- Excerpted passage:
1) Target Early is merely guessing the partisanship of Washington early and absentee voters. The only real voter data I've viewed from FL, AZ, NV, etc. indicates that Republicans are over-performing and Democrats are missing their numbers.  


Again, NO. I don’t know how you can look at the AZ vote and say with a straight face that Rs are over performing and Ds are missing their numbers when R turnout has cratered and Ds are meeting 2018 turnout


Sam is an analyst who plays with these numbers all day. He suggests that we are on track for 62-63% turnout, very high for a midterm, and even provides party reg estimates (1.03m GOP, 850k D, 715k I = 2.5-2.6mm voters). In 2018, about 150-160k more Rs turned out vs Ds, which would be consistent.

Little indicates that there will be a GOP romp here. Just close races a la 2018.

- Data lines:
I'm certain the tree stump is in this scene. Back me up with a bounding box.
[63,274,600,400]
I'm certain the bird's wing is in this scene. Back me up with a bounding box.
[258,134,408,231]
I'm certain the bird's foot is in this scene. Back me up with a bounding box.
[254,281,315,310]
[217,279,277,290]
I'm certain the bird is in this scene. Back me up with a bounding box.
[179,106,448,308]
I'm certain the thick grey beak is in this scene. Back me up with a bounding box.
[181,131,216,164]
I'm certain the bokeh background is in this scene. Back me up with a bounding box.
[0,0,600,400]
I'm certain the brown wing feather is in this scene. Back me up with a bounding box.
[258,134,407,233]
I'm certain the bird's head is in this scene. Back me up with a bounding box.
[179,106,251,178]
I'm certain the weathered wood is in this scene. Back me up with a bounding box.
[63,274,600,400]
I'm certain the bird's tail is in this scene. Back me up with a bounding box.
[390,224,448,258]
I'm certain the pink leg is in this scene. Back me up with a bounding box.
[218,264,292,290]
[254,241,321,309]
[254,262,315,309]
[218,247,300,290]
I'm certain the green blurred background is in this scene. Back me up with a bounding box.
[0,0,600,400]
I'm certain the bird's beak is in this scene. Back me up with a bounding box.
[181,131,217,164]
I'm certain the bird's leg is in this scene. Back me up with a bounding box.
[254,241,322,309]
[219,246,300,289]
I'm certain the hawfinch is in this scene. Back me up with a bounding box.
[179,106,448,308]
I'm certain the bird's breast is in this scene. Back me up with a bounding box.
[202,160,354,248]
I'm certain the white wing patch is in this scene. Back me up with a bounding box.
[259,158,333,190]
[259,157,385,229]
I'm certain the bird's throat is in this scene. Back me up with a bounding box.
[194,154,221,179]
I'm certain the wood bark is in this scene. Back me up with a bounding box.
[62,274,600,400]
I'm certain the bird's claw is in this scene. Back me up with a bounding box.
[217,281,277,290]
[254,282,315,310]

- Problems:
**A)** In the early-voting discussion, reproduce the passage starting at "1) Target Early" and ending at "races a la 2018.", substituting "participation" for "turnout".
**B)** In the early-voting discussion, what turnout rate does Sam suggest is on track?
**C)** Continue the early-voting discussion after its final sentence.

- Outputs for the tasks:
**A)**
1) Target Early is merely guessing the partisanship of Washington early and absentee voters. The only real voter data I've viewed from FL, AZ, NV, etc. indicates that Republicans are over-performing and Democrats are missing their numbers.  


Again, NO. I don’t know how you can look at the AZ vote and say with a straight face that Rs are over performing and Ds are missing their numbers when R participation has cratered and Ds are meeting 2018 participation


Sam is an analyst who plays with these numbers all day. He suggests that we are on track for 62-63% participation, very high for a midterm, and even provides party reg estimates (1.03m GOP, 850k D, 715k I = 2.5-2.6mm voters). In 2018, about 150-160k more Rs turned out vs Ds, which would be consistent.

Little indicates that there will be a GOP romp here. Just close races a la 2018.

**B)** 62-63%, which is very high for a midterm.

**C)**
You keep making a point that is blatantly wrong and misleading others. Once again:

2018:
McSally received 9.2% of her votes on Election Day, compared to 7.8% for Sinema
Doucey 8.7% to 8.0%

2020:
Trump received 14.6% of his votes on Election Day, compared to 7.0% of Biden’s votes
McSally 14.4% to Kelly’s 7.3%

2022:
Republicans in the primary received 20.1% of their vote on election day, compared to 7.2% for Kelly

Governor’s races were the same split

The democrat share has remained constant since 2018, the Republican share has only increased. You can believe whatever you want, but I will go on the record saying I am certain that republicans will over-perform if these patterns hold.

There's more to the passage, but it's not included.